(Dataset items)
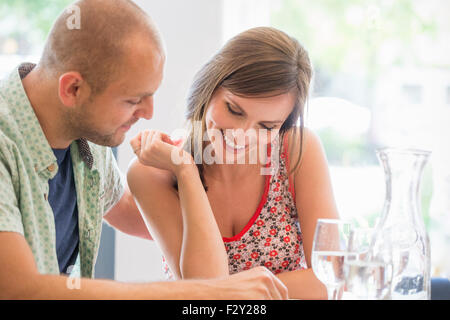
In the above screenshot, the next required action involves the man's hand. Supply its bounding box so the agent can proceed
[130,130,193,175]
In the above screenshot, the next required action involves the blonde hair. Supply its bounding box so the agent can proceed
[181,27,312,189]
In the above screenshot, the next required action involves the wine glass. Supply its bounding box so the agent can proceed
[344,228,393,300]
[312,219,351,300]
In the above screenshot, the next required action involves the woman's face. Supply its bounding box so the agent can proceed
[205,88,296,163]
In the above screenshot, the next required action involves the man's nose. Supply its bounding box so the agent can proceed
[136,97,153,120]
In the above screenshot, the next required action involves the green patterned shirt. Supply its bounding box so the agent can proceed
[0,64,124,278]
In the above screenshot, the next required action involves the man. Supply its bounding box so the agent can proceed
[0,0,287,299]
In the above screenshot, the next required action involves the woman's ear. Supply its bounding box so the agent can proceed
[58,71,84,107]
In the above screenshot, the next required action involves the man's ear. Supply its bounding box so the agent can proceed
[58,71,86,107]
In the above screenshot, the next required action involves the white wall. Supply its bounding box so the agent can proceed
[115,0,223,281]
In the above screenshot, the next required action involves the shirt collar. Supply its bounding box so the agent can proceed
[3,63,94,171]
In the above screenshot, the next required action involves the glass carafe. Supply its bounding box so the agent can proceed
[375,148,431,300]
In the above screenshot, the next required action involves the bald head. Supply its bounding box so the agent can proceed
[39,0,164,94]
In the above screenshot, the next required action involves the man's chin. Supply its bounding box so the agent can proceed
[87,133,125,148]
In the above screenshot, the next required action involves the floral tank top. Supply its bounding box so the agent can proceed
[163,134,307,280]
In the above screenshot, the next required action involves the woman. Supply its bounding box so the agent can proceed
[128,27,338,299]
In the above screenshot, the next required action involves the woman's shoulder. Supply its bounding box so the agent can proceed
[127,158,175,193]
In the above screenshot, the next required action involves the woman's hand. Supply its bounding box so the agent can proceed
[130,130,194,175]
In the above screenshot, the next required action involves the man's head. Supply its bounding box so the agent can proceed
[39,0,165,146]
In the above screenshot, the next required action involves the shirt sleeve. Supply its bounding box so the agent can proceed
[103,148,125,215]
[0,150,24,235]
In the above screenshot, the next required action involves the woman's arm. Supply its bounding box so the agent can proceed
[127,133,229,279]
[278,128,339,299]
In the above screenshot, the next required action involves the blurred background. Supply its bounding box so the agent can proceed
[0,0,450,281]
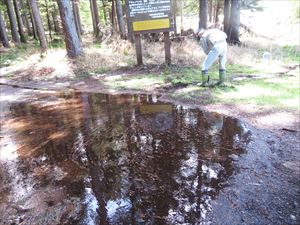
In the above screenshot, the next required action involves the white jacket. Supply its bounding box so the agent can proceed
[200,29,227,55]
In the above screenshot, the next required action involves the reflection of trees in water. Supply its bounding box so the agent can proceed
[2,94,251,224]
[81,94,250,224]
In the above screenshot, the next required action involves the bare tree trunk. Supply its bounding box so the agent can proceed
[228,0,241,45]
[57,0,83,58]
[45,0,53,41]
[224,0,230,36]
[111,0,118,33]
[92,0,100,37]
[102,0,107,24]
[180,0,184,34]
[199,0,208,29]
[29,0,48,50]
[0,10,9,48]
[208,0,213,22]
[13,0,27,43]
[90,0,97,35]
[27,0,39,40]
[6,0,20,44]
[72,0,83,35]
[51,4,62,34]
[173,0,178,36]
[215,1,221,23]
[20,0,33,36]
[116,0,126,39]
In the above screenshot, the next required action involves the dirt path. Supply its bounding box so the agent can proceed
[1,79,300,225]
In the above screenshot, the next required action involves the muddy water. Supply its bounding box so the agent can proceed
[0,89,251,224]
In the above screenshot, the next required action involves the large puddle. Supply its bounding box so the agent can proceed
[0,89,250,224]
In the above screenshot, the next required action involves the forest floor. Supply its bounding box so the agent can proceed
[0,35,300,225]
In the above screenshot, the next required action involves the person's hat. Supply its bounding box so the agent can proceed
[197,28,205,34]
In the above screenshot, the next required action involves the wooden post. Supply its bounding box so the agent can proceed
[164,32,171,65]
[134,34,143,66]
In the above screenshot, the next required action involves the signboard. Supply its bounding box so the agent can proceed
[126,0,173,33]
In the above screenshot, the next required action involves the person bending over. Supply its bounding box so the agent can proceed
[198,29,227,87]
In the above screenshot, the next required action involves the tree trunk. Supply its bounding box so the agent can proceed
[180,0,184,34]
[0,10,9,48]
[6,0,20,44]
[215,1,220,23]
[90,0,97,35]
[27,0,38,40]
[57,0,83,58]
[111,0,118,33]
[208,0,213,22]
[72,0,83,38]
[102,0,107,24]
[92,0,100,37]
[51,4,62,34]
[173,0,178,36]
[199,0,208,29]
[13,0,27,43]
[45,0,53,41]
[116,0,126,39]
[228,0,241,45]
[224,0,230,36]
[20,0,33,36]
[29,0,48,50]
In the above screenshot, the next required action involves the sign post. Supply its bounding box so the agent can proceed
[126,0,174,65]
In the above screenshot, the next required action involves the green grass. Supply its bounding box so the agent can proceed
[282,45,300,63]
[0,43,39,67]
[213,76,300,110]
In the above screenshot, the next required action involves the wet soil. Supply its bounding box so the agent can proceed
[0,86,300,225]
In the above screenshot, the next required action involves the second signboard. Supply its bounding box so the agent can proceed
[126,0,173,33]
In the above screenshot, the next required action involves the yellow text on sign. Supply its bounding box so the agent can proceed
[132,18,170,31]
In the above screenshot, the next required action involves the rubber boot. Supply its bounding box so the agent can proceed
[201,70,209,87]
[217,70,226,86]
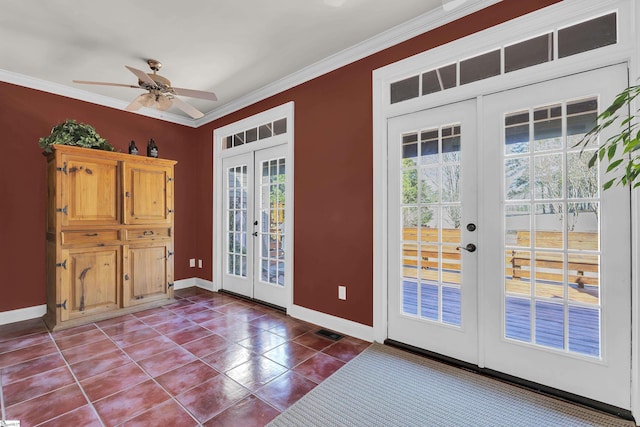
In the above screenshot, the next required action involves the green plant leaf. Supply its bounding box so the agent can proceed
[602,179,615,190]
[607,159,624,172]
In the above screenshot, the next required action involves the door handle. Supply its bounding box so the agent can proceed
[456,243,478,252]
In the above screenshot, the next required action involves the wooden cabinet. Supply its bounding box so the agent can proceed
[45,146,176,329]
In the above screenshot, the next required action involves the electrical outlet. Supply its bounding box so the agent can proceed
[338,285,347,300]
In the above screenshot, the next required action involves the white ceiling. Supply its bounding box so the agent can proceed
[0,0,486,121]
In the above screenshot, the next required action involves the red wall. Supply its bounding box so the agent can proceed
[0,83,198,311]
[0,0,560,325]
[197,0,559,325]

* **EXERCISE DIRECTIONS**
Copy every line above word for word, and omit the pictures.

* **OUTPUT OF THE TASK**
In the above screenshot, the next required action involves the man's hand. Supply its bounding box so the agent can proceed
[130,130,193,175]
In the above screenshot, the next required action involves the blonde hair. Supply its bounding box so the agent can proceed
[181,27,312,189]
In the above screenshot, the next required action involves the wine glass. Supply its bounding box so the agent can proceed
[344,228,393,300]
[312,219,351,300]
In the above screenshot, the next required action involves the woman's face. Supply its bounding box so the agent can proceed
[205,88,296,163]
In the above screenshot, the next required action involves the man's nose. Supply its bounding box so the agent can proceed
[136,97,153,120]
In the above screenshot, the next required action involves the green patterned shirt. Supply its bounding box so the agent can proceed
[0,64,124,278]
In the above screenshot, the next required action involves the man. Supply its bounding box so the agent can proceed
[0,0,287,299]
In the above screenshot, the next required action involves the woman's ear. Supply its bounding box so the agent can proceed
[58,71,84,107]
In the above screenshot, the next required action involves the man's ear. Supply its bounding box so the agent can proceed
[58,71,86,107]
In the above screenshot, the next required action involves the white wall. Supply its bounding box so the agent can proceed
[115,0,223,281]
In the above screenshot, the next required action involves the shirt collar. Supply its bounding box so the agent can proceed
[3,63,94,171]
In the above screenshot, the next required action involves the glass carafe. Supply its bounding box so the agent can proceed
[375,148,431,300]
In the above screenshot, the next required action involves the bald head. Supply its bounding box so the agent can proceed
[39,0,164,94]
In the above screenshot, the next required action involves the man's chin. Supply its bounding box so the agent can proceed
[87,133,125,148]
In the above screenshot, the next required action involves the floral tank top. Supply its bounding box so the agent can proceed
[163,134,307,280]
In the above screenshot, the next required action involves the woman. Supply its bounding box so the agent can proceed
[128,27,338,299]
In the above screenshot, the next required action involves the woman's shoulder. Supply its bounding box so the agent can proceed
[127,158,175,193]
In the above screenshot, the next required action involves the woman's hand. Supply its bounding box so the agent can proceed
[130,130,194,175]
In the above screenshot, the next required action involves the man's head. Supply its bounding box so the agent can proceed
[39,0,165,146]
In the above screenshot, the next required action involves the shirt sleeve. Supply its bounding box so the agent can proceed
[103,148,125,215]
[0,150,24,235]
In the above screenshot, the next required action involves the woman's arm. Supply its bounding box so the agent can proceed
[127,133,229,279]
[278,128,339,299]
In the above screenshot, the next required action involves the blurred background. Supply its bounding box so the agent can proceed
[0,0,450,281]
In the above screenshot, the next required action involves the white jacket. Supply its bounding box so the agent can proceed
[200,29,227,55]
In the above screenshot, the next required action involves the reflection of trees in water. Supply its bounding box so the agent can proceed
[2,94,251,224]
[81,94,250,224]
In the above screenshot, the next required action involves the bare tree trunk. Supply its bounding box so the agent can proceed
[228,0,241,45]
[57,0,83,58]
[45,0,53,41]
[224,0,230,36]
[111,0,118,33]
[92,0,100,37]
[102,0,107,24]
[180,0,184,34]
[199,0,208,29]
[29,0,48,50]
[0,10,9,48]
[208,0,213,22]
[13,0,27,43]
[90,0,97,35]
[27,0,39,40]
[6,0,20,44]
[72,0,83,35]
[51,4,62,34]
[173,0,178,36]
[215,1,221,23]
[20,0,33,36]
[116,0,126,39]
In the above screenshot, the next required action involves the dirt path. Supply its bounding box so the agent can proceed
[1,79,300,225]
In the above screenshot, the next required action involves the muddy water. Supply its bounding box so the agent can proceed
[0,89,251,224]
In the above screenshot, the next required action involves the large puddle. Supply its bounding box so the agent can proceed
[0,89,250,224]
In the above screenshot, the next required action involves the forest floor. Supply its bounding box so the agent can proceed
[0,35,300,225]
In the above screenshot, the next required action involves the person's hat. Supply its bounding box so the agent can proceed
[197,28,205,34]
In the above screenshot, the next required action involves the wooden post. Supply its bounding box so the agent can proceed
[164,32,171,65]
[134,34,143,66]
In the above screenshot, the next required action involves the signboard. Supply its bounding box so the agent can proceed
[126,0,173,33]
In the above screenshot, the next required action involves the person bending over. Supply its bounding box so the agent can proceed
[198,29,227,87]
In the above screenshot, the next required action involves the tree trunk. Supply its bounding box so the agent can proceed
[180,0,184,34]
[0,10,9,48]
[6,0,20,44]
[215,1,220,23]
[90,0,97,35]
[27,0,38,40]
[57,0,83,58]
[111,0,118,33]
[208,0,213,22]
[72,0,83,38]
[102,0,107,24]
[92,0,100,37]
[51,4,62,34]
[173,0,178,36]
[199,0,208,29]
[13,0,27,43]
[45,0,53,41]
[116,0,126,39]
[228,0,241,45]
[224,0,230,36]
[20,0,33,36]
[29,0,48,50]
In the above screenshot, the next required action involves the sign post. Supply its bounding box so the agent can proceed
[126,0,174,65]
In the above screenshot, the next required action involves the green grass. Supply its bounding box so the agent can proceed
[282,45,300,63]
[0,43,39,67]
[213,76,300,110]
In the above screenshot, the next required action involves the wet soil. Supply its bounding box so the agent can proceed
[0,86,300,225]
In the above screenshot, the next required action involves the second signboard. Supply its bounding box so the agent can proceed
[126,0,173,33]
In the above screenshot, the next required action involves the yellow text on sign. Supply its bounding box so the agent can proceed
[132,18,170,31]
In the above screenshot, the next required action involves the rubber boot. Supply its bounding box so the agent can proceed
[201,70,209,87]
[217,70,226,86]
In the above screenshot, the next required action involves the green plant leaf. Supply its bounding box so the agent can proceed
[602,179,615,190]
[607,159,624,172]
In the above screenshot, the next required action involves the door handle. Supply its bounding box so the agent can proceed
[456,243,478,252]
In the above screenshot, the next required action involves the wooden cabinet. Supply its bounding box so the agent can proceed
[45,146,176,329]
In the above screenshot, the next required action involves the electrical outlet. Supply its bounding box so the agent can proceed
[338,285,347,300]
In the above screenshot, the next required action involves the white ceiling. Supply its bounding box so the agent can proceed
[0,0,486,121]
In the above screenshot, the next required action involves the red wall. Supply its bounding box so the agent can proceed
[0,83,198,311]
[0,0,560,325]
[197,0,559,325]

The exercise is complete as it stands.